_Document segment_

◇ ◇ ◇ ◇ ◇ ◇ ◇

P1924 Math001

If $$$$ 

$$\frac{1}{fuck}+\frac{1}{suck}+\frac{1}{cock}=0$$ --(1)

And $$fuck+suck+cock=si{n}^{2}shit+co{s}^{2}shit$$ --(2)

Find

$${fuck}^2+{suck}^2+{cock}^2$$

Well, to start we know the right side of (2) is 1

$$\because si{n}^{2}shit+co{s}^{2}shit=1$$

This after all is pythagoras's shit although history tells us it came out from some other asshole. 

So $$fuck+suck+cock=1$$

Squaring both sides

$$\equiv (fuck+suck+cock{)}^2=1$$

Expanding the square...

$$\equiv {fuck}^2+{suck}^2+{cock}^2+$$

$$+2(suckcock+cockfuck+fucksuck)=1$$

$$\therefore rearranging$$

$${fuck}^2+{suck}^2+{cock}^2=1-$$

$$2(suckcock+cockfuck+fucksuck)$$

Now from (1)

$$\frac{1}{fuck}+\frac{1}{suck}+\frac{1}{cock}=0$$

$$\equiv \frac{suckcock+cockfuck+fucksuck}{fucksuckcock}=0$$

$$\therefore suckcock+cockfuck+fucksuck=0$$

$$\therefore {fuck}^2+{suck}^2+{cock}^2=1-2\times 0=1-0=1$$

$$◻$$

◇ ◇ ◇ ◇ ◇ ◇ ◇

_Given task 1_
In the math problem, what value does the right side of equation (2) reduce to?
_Given task 2_
Begin at the row that contains "groom's arm, each" and stop after the last row. Reproduce those rows with their requests, multiplying every coordinate in the answers by 2.15 and rounding to whole numbers, with halves rounded up.

_Material provided_
◇ ◇ ◇ ◇ ◇ ◇ ◇

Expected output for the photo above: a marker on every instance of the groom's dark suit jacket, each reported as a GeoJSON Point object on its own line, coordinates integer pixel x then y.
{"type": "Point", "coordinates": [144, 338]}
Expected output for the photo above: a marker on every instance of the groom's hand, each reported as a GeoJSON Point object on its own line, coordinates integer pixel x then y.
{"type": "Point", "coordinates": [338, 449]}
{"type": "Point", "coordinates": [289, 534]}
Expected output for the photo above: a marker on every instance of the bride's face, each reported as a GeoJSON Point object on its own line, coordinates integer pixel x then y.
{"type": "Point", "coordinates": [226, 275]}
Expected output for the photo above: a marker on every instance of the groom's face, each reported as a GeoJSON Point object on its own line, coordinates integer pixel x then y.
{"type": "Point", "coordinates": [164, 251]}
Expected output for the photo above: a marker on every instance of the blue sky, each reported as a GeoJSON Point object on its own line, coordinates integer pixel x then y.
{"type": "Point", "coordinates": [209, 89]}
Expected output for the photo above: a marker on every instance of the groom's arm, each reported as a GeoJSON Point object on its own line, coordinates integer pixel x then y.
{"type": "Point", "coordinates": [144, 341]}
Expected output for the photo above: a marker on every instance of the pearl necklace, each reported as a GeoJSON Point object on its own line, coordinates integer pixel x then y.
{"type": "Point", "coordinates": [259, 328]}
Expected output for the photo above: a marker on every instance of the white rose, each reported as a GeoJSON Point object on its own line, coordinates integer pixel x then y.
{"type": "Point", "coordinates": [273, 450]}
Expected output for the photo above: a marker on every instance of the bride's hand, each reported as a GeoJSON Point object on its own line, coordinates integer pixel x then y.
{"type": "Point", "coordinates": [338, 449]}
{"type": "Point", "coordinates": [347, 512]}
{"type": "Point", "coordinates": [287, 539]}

◇ ◇ ◇ ◇ ◇ ◇ ◇

_Correct output 1_
1

_Correct output 2_
Expected output for the photo above: a marker on every instance of the groom's arm, each reported as a GeoJSON Point object on its own line, coordinates integer pixel x then y.
{"type": "Point", "coordinates": [310, 733]}
Expected output for the photo above: a marker on every instance of the pearl necklace, each reported as a GeoJSON Point object on its own line, coordinates integer pixel x then y.
{"type": "Point", "coordinates": [557, 705]}
Expected output for the photo above: a marker on every instance of the white rose, each reported as a GeoJSON Point object on its own line, coordinates integer pixel x then y.
{"type": "Point", "coordinates": [587, 968]}
Expected output for the photo above: a marker on every instance of the bride's hand, each reported as a GeoJSON Point object on its own line, coordinates integer pixel x then y.
{"type": "Point", "coordinates": [727, 965]}
{"type": "Point", "coordinates": [746, 1101]}
{"type": "Point", "coordinates": [617, 1159]}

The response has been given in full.